## Requirement
In the essay below on artistic life, list the hands-on activities that the paragraph beginning "His writing was after" offers in place of TV and mobile devices.

## Excerpt to read

--------------------------------------------------

Finding artistic life in a digital world… how do creative people survive?

Flowers on the Terrace, detail, KGTaylor, acrylic

Flowers on the Terrace, detail of textures, KGTaylor, acrylic

American writer Sherwood Anderson wrote about a “terrible nerve tension, speed. Something vibrant in the air about us all… the broken distractions of modern life.” ) A Storyteller’s Story, 1924.

His writing was after the financial crash of the early 1920’s in America. Sounds like it could have been today. He wrote of a way to survive… “though the love of surfaces, sensually felt through the fingers – … to reach down through all the broken distractions of modern life to that old love of craft out of which culture springs.” He’s speaking of a physical connection with our environment and world. Making things. (No TV or mobile devices twittering away, taking up our lives so soon forgotten.) Instead, a walk in the woods, and a real painting made with real pigments and hair brushes. Clay made into pots and fired in a wood burning kiln. Things like that.


I don’t have a kiln, though I wanted one years ago. I do get a lot of satisfaction even from books and reading about these things. Reading real books with pages of photos. Not on a computer screen.

How we can find our way in this increasingly detached world where creative people can shut themselves off from others, and sometimes feel too lonely or worried to create? Pretty easy to fall into that these days when so many of us have social media to give us our temporary jolt of belonging to something out there. Don’t get me wrong, social media is a great tool. But only one part of life.

In a world of technology and visual media that flashes before our eyes and then is gone, what can we  creative people do to make our art in ways that seem more immediate, more tangible? Can we work digitally and yet have a part of our world that digs in a garden or makes food for loved ones in a kitchen, oven or fired up grill to satisfy our need for craft?

--------------------------------------------------

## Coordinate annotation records
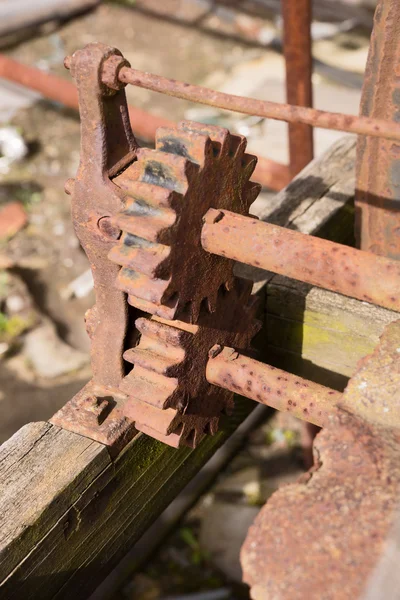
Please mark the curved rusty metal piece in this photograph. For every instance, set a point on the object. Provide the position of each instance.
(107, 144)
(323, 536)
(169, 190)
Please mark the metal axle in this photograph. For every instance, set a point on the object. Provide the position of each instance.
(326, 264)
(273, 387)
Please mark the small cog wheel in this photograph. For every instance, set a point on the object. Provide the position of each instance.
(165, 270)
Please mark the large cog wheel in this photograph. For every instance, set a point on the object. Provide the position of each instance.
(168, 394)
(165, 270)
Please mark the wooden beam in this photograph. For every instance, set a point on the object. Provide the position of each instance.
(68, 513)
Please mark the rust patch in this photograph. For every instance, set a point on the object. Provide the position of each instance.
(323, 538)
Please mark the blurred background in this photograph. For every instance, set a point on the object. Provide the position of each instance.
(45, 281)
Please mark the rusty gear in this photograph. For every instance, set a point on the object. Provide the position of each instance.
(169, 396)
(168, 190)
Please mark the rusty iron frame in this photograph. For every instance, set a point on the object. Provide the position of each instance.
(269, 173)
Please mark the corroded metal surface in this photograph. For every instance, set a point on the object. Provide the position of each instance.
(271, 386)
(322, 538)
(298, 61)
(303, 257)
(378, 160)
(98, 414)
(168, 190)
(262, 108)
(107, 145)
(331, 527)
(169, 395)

--------------------------------------------------

## Result of the exercise
- A walk in the woods
- A real painting made with real pigments and hair brushes
- Clay made into pots and fired in a wood burning kiln